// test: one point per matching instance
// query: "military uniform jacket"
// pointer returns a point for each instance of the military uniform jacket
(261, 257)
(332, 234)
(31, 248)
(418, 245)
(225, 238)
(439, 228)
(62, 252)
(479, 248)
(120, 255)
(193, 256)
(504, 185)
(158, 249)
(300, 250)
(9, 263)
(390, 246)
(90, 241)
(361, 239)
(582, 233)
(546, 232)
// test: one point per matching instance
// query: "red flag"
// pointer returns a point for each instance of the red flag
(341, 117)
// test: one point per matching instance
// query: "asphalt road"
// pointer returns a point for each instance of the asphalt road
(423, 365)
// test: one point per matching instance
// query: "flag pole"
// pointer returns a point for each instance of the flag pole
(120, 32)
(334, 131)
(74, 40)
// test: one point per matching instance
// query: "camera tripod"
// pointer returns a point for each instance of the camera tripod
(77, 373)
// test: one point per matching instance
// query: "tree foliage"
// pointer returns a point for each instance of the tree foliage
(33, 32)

- - - - - - -

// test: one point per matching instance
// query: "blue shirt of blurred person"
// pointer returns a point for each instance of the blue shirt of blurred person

- - - - - - -

From the records above, copy every line that holds the word "blue".

// query: "blue shirt of blurred person"
// pointer returns a point for each instance of the blue shirt of blurred person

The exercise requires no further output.